▶ [What is expected]: Please give nothing except the number of lines in the records below that include the word "above".

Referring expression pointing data
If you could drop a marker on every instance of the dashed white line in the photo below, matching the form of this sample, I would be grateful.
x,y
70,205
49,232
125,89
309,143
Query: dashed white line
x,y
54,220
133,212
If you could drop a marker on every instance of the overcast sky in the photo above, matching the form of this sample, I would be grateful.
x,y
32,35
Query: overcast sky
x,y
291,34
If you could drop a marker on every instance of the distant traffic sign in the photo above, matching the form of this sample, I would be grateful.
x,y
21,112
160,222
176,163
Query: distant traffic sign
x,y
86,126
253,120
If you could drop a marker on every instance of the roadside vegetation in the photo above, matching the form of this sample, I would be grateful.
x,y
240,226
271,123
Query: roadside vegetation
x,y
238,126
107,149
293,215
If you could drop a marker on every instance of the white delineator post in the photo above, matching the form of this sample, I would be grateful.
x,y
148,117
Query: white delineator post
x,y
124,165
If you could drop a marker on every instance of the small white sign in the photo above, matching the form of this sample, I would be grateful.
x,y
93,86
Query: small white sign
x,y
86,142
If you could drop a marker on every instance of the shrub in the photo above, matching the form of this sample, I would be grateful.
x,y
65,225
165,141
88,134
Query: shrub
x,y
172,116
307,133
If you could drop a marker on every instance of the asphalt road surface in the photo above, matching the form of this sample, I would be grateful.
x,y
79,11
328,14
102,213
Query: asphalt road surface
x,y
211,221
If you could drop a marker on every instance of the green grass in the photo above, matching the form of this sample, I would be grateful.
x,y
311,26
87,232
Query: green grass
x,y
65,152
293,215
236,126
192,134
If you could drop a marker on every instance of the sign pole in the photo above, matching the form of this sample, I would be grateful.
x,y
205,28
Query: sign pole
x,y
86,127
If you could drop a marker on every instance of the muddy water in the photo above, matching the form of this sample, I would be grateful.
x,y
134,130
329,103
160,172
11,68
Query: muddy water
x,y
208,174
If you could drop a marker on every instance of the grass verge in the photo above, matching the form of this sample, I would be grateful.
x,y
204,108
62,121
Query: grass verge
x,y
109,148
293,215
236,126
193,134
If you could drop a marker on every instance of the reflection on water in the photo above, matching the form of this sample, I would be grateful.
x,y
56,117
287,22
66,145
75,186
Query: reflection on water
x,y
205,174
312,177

▶ [Response]: 12